One of the things that impresses me most about the Quaker community is the sense of connection that Friends have across geographical boundaries. With very few exceptions, I have found that if show up at a Quaker meeting on Sunday morning and introduce myself as a visiting Friend, there will be warm-hearted people who are ready to show me around their city and provide me hospitality in their homes. Quakers have a sense of belonging that goes beyond the local; I find family wherever I roam.
Yet, there is also a shadow side to this tight-knit community that transcends local connections. In my travels, I have experienced Quakers as being ravenous. We are often starving for support, connection, teaching, and pastoral care. Many of us feel inadequate for the task that God has called us to, and we don’t know where to turn for guidance. Lots of our communities, even the larger ones, feel isolated and unsupported.
In this context, a visitor can seem like a lifeline, an opportunity to make a connection with the larger body. For some communities, especially smaller ones, visiting Friends represent a chance to receive the nurture and encouragement that they do not necessarily experience otherwise. Simply by being present and sharing news, visitors open a window into the wider community of Friends; they provide a sense of access to the gifts of the larger body.
Life in diaspora is hard, living as we do in scattered pockets. We are presented with the challenge of being alternative communities in the midst of a dominant culture that does not reinforce – and often undermines – our desire to be friends and followers of Jesus Christ. We are tempted to turn inward, to seek refuge from the world, to become a cliquish subculture that promotes an ingrown sense of identity, even as we fail to reach out to others. We may even become proud of the fact that our neighbors and co-workers do not understand our faith!
Superficially, the choice to close ourselves off promises security and a sense of identity; but in the long run this path leads to ever increasing isolation, fear, and spiritual pride. Fortunately, there is an alternative to this seige mentality. Rather than walling ourselves off, what if we threw open the gates? Rather than waiting for visiting Quakers to nurture us, what if we looked to our friends, neighbors, co-workers? What gifts are already present in them to build up the body of Christ?
What would our communities be like if we welcomed every visitor with the same degree of joy and hospitality that we welcome visiting ministers? What would happen if we sought out the gifts, insight and enthusiasm of the people we are most connected to, whether they currently belong to our meeting or not? How might we be changed by seeking partnership with our neighbors, inviting them to walk together with us in discipleship to Jesus?
In many ways, this kind of life-giving engagement with our local communities is more challenging than the aching isolation that so many Friends meetings experience. The trials of diaspora are many, but they do not require the same level of work, self-examination, and flexibility that we must embrace if we are to become salt and light in our neighborhoods, homes, and workplaces. Making the kingdom of God visible in our world will be a challenge, but one that is preferable to the numbed yearning and isolation that so many of our communities are experiencing today.
Have we hit rock bottom yet? Are we convinced that the hard struggle to bear fruit is more life-giving than the easy slide into despair? Are we as Friends willing to be broken open, to be a seed that dies so that we can yield a harvest many times what anyone would expect? Are we ready to embrace our scattered and feeble condition as an opportunity for Christ’s power to shine through?

# Exercise data
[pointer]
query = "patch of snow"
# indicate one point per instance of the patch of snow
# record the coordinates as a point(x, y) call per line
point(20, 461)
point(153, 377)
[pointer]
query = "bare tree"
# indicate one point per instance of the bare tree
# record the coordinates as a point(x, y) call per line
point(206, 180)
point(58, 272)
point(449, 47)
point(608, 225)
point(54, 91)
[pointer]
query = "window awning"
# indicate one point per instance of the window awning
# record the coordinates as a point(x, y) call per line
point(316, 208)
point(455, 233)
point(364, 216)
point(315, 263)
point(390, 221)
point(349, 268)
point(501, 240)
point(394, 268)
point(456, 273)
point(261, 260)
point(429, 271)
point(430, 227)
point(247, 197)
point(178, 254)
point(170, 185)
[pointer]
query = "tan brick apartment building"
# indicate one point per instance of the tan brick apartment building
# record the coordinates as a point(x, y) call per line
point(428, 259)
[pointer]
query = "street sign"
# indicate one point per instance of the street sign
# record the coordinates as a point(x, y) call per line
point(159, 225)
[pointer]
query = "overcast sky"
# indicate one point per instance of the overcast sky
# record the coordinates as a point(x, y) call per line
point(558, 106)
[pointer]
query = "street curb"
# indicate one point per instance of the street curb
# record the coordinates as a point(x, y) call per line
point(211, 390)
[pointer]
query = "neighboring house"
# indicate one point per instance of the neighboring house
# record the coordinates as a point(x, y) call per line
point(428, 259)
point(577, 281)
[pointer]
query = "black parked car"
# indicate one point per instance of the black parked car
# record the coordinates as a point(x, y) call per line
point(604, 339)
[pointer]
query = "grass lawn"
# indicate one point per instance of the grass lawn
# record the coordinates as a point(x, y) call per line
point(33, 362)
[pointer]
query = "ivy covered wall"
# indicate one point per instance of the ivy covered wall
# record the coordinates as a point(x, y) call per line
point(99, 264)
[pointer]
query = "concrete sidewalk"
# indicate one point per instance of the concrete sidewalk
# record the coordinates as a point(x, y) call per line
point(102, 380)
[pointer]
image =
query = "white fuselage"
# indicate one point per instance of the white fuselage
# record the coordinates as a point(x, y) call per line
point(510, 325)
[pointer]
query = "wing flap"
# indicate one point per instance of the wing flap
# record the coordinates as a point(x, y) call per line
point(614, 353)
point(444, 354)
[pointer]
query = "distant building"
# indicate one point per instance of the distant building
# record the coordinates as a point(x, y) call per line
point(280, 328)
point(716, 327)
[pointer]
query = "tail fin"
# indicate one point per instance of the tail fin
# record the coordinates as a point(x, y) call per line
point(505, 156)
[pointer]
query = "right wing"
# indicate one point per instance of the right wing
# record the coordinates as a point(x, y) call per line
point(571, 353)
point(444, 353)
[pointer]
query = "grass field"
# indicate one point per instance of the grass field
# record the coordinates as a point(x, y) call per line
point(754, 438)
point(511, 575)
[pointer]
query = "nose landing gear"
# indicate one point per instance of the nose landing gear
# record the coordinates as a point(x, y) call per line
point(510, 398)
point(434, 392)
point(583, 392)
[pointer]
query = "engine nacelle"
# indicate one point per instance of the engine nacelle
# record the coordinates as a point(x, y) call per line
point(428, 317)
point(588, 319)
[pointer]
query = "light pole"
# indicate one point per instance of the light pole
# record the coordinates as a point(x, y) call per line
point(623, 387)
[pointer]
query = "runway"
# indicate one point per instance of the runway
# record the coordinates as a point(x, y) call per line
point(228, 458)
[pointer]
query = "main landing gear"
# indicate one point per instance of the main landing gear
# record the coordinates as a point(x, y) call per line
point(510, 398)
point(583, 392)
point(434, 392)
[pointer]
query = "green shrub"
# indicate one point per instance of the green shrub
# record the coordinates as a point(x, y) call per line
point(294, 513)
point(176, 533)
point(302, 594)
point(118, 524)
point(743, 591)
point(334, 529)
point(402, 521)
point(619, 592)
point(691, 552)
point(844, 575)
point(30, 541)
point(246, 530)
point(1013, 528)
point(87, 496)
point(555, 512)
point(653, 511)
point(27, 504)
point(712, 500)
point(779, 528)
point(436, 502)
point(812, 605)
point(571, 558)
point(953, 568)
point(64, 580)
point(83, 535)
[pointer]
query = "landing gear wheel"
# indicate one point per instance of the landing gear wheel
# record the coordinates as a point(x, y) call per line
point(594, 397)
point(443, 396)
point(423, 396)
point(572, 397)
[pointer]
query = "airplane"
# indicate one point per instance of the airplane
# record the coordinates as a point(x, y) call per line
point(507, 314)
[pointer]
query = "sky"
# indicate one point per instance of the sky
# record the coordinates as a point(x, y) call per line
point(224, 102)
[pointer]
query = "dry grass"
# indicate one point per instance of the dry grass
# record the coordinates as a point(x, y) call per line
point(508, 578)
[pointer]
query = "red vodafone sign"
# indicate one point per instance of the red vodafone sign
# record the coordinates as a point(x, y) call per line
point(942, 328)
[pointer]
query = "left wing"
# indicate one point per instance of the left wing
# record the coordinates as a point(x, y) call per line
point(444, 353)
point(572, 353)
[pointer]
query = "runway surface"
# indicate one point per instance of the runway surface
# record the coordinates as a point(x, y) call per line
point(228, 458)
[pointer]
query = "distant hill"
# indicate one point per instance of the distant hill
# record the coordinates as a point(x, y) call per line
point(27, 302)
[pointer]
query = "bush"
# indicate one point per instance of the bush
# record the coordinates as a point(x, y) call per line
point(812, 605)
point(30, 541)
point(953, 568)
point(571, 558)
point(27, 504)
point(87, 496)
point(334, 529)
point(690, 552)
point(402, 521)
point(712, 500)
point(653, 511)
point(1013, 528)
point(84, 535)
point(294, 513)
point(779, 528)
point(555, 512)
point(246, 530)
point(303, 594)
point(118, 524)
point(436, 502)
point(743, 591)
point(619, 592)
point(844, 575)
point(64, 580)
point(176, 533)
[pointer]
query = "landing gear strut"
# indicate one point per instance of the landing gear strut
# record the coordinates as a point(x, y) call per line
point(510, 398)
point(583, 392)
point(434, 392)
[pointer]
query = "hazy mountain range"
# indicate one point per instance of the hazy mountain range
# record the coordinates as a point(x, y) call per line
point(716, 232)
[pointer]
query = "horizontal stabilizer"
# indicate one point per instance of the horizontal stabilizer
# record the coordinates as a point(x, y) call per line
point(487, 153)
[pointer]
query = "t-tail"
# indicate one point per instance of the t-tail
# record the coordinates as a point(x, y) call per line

# Task
Write out the part of the essay that opens with the words containing "In many ways, this" and closes with "are experiencing today.", changing "workplaces" to "schools". Draw only on the essay, not on the items.

# Output for this exercise
In many ways, this kind of life-giving engagement with our local communities is more challenging than the aching isolation that so many Friends meetings experience. The trials of diaspora are many, but they do not require the same level of work, self-examination, and flexibility that we must embrace if we are to become salt and light in our neighborhoods, homes, and schools. Making the kingdom of God visible in our world will be a challenge, but one that is preferable to the numbed yearning and isolation that so many of our communities are experiencing today.